■ Extrait de page:

Depuis 2011, Conflans représente un lieu de refuge pour des Tibétains fuyant leur pays, le toit du Monde, désormais sous le joug chinois. Face aux arrivées de plus en plus nombreuses, un bidonville grandit aux pieds de la déchetterie d’Achères. Zoom sur ce havre de paix tibétain ancré au confluent de l’Oise et de la Seine.

Un phare dans la longue nuit de l’exil. Quand les premiers arrivants ont mis le pied sur le bateau « Je Sers », la dernière représentante avec Le Lien à Lyon des paroisses fluviales françaises, la situation tibétaine était peu connue des Yvelinois et des Français plus généralement. Depuis sept ans, Conflans, la capitale française de la batellerie située entre les départements des Yvelines et du Val-d’Oise, au confluent de l’Oise et de la Seine, attire une communauté tibétaine. Celle-ci ne cesse de grandir et ce, malgré les solutions d’hébergement qui leur sont proposées par les préfectures et communes concernées ou encore les familles d’accueil volontaires. Ce point d’amarrage d’exilés tibétains serait né d’un drôle de hasard.
Rade vers un monde libre
Selon Patrick, un pénichard de Conflans, une assistante sociale conflanaise serait partie en voyage au Tibet en 2010 et aurait laissé à une famille tibétaine pour laquelle il devenait compliqué de rester dans le pays, sa carte de visite avec le nom de la commune yvelinoise, au cas où… Au cas où un jour, ils passeraient par là. « La carte de visite n’est pas tombée dans l’oubli, bien au contraire !, commente Patrick. Elle aura redonné espoir à bon nombre d’exilés du Pays des Neiges qui ont rejoint Conflans. » Aujourd’hui, lorsque l’on interroge les nouveaux arrivants tibétains, ils ne savent pas vraiment pourquoi la communauté s’est fixée à Conflans mais tous étaient sûrs, en tout cas, d’y trouver de l’aide, une échappatoire à leur vie d’avant.

■ Consignes de travail:
#1 Répondez aux questions suivantes à partir de l'extrait sur les Tibétains de Conflans :
(a) Depuis quelle année Conflans représente-t-il un lieu de refuge pour des Tibétains ?
(b) Quel est le nom du bateau sur lequel les premiers arrivants ont mis le pied ?
(c) En quelle année l'assistante sociale conflanaise serait-elle partie en voyage au Tibet ?
#2 Reproduisez fidèlement le passage de l'extrait sur les Tibétains de Conflans qui commence par les mots contenant « Un phare dans » et se termine par « drôle de hasard. ».
Les lignes ci-dessous forment un matériau distinct de l'extrait.

■ Extrait source:

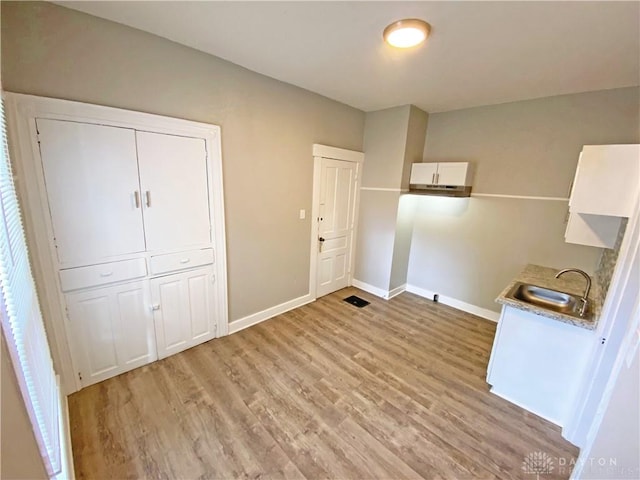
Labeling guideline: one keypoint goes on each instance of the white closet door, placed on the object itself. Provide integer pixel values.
(91, 177)
(173, 177)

■ Réponses fournies:
#1
(a) Depuis 2011.
(b) Le bateau « Je Sers ».
(c) En 2010.

#2
Un phare dans la longue nuit de l’exil. Quand les premiers arrivants ont mis le pied sur le bateau « Je Sers », la dernière représentante avec Le Lien à Lyon des paroisses fluviales françaises, la situation tibétaine était peu connue des Yvelinois et des Français plus généralement. Depuis sept ans, Conflans, la capitale française de la batellerie située entre les départements des Yvelines et du Val-d’Oise, au confluent de l’Oise et de la Seine, attire une communauté tibétaine. Celle-ci ne cesse de grandir et ce, malgré les solutions d’hébergement qui leur sont proposées par les préfectures et communes concernées ou encore les familles d’accueil volontaires. Ce point d’amarrage d’exilés tibétains serait né d’un drôle de hasard.